How much does my school's admissions history impact my admissions chances?

The reach schools I’ve applied to this year are Yale, Duke, Hopkins, and Cornell. Duke and Yale are esspecially my favorites. Unfortunately, my naviance account shows bad news in terms of the number of students accepted from previous years:
Duke- 1/5 accepted 2017, 0/12 in 2016
Yale- 0/6 in 2017, 0/6 in 2018 (Naviance shows only 2 green check marks in the SAT vs GPA graph, meaning that only 2 students have ever been accepted bin recent years. While my numbers are very close to those two check marks, so are 4 other X icons)
Hopkins- 0/12 in 2017, 2/20 in 2016. (And so far 1 athletic recruit accepted ED this year.)
Cornell- 4/15 in 2017 and 1/15 in 2016

To make matters worse, at a lot of these schools the graph shows that those accepted in previous years have stats that are respectably lower than mine, making me think that mostly athletic recruits are the ones being accepted. Are my chances for these schools out the window because my high school isn’t respected enough? I go to a decent public school and have a 4.61 W GPA, 34 ACT, top ten/600 rank so I think I’m a very competitive applicant, but it seems like the numbers in Naviance shows otherwise. I was already denied from Penn ED, so I’m trying not to remain too hopeful anymore. Any advice or input?

-------

§ **Stated exercise A**:
Which lines of the rows contain the word "paddleboard"? List each of them in full.
The admissions post has no connection to the rows that follow it.

-------

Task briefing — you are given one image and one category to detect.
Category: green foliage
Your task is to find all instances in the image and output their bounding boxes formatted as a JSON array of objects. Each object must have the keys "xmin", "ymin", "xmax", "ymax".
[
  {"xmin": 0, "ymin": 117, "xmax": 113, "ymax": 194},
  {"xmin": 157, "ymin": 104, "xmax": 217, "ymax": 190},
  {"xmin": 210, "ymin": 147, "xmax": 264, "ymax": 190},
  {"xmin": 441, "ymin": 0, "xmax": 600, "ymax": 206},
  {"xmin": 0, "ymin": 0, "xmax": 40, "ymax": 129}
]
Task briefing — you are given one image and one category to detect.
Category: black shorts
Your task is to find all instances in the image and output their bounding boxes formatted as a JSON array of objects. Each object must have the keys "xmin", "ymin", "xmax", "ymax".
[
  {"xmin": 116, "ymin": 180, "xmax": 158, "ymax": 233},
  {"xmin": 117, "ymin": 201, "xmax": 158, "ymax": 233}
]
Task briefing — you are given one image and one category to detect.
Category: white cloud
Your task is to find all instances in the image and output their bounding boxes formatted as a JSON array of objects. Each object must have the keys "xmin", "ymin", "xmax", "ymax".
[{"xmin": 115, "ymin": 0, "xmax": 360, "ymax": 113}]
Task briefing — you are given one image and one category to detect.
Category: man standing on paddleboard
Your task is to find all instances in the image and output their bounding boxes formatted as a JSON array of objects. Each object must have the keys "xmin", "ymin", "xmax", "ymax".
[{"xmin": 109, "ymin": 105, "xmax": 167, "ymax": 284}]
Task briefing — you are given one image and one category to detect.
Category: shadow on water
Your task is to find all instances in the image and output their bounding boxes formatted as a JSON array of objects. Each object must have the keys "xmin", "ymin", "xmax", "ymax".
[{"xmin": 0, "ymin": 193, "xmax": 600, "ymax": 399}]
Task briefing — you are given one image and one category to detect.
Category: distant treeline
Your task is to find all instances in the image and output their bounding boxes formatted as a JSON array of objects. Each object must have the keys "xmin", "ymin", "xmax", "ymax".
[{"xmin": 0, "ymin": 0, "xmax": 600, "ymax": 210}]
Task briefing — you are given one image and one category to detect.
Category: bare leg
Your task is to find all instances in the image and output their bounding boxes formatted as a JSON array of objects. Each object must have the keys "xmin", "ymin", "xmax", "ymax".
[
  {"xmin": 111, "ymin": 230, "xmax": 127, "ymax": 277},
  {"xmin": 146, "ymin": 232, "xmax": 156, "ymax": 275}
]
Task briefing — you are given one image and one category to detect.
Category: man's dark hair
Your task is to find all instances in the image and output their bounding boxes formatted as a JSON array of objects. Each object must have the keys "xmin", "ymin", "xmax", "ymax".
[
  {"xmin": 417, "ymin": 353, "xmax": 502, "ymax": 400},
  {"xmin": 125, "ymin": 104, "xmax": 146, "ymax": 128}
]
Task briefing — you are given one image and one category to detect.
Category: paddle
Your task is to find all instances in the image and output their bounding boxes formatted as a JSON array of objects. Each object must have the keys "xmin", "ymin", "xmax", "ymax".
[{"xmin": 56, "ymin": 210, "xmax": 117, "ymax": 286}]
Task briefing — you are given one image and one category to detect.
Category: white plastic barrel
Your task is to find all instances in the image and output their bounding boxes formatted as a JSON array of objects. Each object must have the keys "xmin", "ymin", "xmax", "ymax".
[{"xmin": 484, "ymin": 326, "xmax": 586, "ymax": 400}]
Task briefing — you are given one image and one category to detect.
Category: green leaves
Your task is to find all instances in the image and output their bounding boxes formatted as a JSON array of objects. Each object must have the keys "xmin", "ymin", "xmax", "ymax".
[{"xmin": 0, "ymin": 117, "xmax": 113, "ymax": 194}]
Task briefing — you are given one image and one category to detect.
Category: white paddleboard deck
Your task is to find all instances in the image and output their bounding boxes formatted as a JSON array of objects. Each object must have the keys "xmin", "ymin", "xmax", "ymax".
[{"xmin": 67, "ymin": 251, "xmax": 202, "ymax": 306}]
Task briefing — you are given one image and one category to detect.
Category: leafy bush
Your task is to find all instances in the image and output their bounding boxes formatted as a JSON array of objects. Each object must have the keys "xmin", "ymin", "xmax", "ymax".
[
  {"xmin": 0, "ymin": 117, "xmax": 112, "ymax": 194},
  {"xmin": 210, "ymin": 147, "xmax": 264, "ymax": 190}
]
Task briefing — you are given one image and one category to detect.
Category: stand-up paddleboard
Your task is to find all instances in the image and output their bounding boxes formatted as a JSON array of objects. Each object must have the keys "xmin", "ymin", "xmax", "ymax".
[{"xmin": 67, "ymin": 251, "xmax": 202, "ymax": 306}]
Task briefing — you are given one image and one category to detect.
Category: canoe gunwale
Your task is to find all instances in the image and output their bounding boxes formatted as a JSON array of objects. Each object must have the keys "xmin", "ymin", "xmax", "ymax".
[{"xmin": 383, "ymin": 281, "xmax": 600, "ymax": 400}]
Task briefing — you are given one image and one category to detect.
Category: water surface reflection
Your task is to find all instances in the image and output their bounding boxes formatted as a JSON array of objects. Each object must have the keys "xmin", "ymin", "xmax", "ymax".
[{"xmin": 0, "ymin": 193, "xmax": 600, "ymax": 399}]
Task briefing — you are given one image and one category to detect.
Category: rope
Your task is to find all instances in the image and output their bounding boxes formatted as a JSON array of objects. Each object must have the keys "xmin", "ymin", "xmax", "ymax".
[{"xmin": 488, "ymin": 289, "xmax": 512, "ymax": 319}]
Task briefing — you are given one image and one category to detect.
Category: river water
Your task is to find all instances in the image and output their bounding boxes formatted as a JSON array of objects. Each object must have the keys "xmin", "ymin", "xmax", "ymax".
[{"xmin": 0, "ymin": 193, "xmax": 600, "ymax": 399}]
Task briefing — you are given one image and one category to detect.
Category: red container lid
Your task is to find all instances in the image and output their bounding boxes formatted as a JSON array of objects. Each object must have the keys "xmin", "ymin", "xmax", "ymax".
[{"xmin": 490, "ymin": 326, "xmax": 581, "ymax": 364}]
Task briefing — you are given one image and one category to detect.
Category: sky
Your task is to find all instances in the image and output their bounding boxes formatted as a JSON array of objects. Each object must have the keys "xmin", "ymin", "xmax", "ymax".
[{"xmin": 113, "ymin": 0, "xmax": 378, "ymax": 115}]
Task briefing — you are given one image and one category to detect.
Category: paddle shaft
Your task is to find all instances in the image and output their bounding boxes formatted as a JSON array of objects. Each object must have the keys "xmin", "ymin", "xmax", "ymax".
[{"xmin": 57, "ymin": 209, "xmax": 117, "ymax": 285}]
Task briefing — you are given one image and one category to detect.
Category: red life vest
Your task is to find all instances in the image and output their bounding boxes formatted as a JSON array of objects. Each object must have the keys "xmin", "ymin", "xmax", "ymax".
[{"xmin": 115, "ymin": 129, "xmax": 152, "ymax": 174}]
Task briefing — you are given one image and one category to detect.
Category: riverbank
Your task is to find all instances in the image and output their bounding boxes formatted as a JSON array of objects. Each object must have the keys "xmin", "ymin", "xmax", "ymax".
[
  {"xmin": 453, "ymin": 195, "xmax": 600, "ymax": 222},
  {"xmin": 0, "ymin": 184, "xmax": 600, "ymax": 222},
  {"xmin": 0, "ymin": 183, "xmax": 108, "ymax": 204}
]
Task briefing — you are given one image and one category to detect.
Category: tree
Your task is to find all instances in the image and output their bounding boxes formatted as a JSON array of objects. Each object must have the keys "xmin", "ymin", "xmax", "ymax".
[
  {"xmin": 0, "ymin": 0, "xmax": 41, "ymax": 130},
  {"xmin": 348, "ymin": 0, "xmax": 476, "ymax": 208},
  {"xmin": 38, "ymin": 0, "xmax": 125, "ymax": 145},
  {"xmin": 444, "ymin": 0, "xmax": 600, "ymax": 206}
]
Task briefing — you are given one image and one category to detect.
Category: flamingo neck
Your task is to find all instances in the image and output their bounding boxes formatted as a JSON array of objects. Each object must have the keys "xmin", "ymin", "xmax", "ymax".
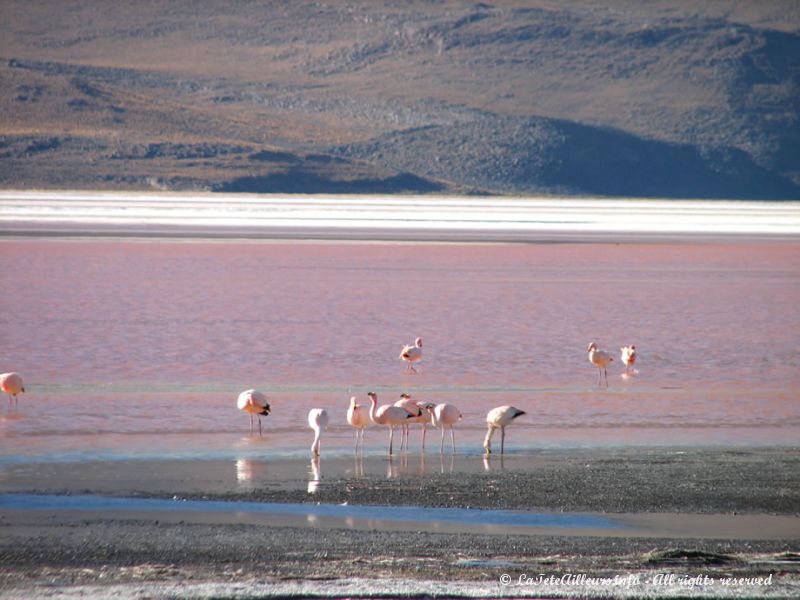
[{"xmin": 311, "ymin": 428, "xmax": 322, "ymax": 455}]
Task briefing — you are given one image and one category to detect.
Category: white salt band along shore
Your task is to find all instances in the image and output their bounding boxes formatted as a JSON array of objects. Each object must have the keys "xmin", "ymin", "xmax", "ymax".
[{"xmin": 0, "ymin": 191, "xmax": 800, "ymax": 241}]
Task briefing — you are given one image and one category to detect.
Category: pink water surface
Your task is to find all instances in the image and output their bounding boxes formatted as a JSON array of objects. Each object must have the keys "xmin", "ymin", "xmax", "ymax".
[{"xmin": 0, "ymin": 239, "xmax": 800, "ymax": 461}]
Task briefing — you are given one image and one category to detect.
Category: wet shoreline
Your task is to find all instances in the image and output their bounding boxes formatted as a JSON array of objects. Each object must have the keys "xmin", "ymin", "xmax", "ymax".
[{"xmin": 0, "ymin": 448, "xmax": 800, "ymax": 597}]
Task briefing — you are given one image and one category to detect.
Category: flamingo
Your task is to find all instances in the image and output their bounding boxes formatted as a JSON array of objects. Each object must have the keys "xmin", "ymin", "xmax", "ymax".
[
  {"xmin": 347, "ymin": 396, "xmax": 369, "ymax": 452},
  {"xmin": 367, "ymin": 392, "xmax": 416, "ymax": 456},
  {"xmin": 400, "ymin": 338, "xmax": 422, "ymax": 373},
  {"xmin": 236, "ymin": 390, "xmax": 269, "ymax": 435},
  {"xmin": 0, "ymin": 372, "xmax": 25, "ymax": 410},
  {"xmin": 588, "ymin": 342, "xmax": 614, "ymax": 387},
  {"xmin": 619, "ymin": 346, "xmax": 636, "ymax": 373},
  {"xmin": 428, "ymin": 404, "xmax": 462, "ymax": 454},
  {"xmin": 483, "ymin": 406, "xmax": 525, "ymax": 456},
  {"xmin": 308, "ymin": 408, "xmax": 330, "ymax": 456},
  {"xmin": 394, "ymin": 392, "xmax": 428, "ymax": 451}
]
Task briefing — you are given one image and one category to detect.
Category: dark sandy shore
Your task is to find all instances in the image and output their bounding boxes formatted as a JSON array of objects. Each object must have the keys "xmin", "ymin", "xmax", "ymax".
[{"xmin": 0, "ymin": 448, "xmax": 800, "ymax": 598}]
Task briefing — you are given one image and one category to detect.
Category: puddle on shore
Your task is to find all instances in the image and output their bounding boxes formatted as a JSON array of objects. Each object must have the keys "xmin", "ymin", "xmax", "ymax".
[{"xmin": 0, "ymin": 494, "xmax": 800, "ymax": 539}]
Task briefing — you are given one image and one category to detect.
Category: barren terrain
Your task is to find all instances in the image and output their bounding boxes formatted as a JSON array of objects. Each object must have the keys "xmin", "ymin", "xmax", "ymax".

-------

§ **Stated exercise B**:
Return the admissions post word for word from "Hopkins- 0/12 in" to "advice or input?".

§ **Written reply A**:
Category: man standing on paddleboard
Category: white paddleboard deck
Category: stand-up paddleboard

§ **Written reply B**:
Hopkins- 0/12 in 2017, 2/20 in 2016. (And so far 1 athletic recruit accepted ED this year.)
Cornell- 4/15 in 2017 and 1/15 in 2016

To make matters worse, at a lot of these schools the graph shows that those accepted in previous years have stats that are respectably lower than mine, making me think that mostly athletic recruits are the ones being accepted. Are my chances for these schools out the window because my high school isn’t respected enough? I go to a decent public school and have a 4.61 W GPA, 34 ACT, top ten/600 rank so I think I’m a very competitive applicant, but it seems like the numbers in Naviance shows otherwise. I was already denied from Penn ED, so I’m trying not to remain too hopeful anymore. Any advice or input?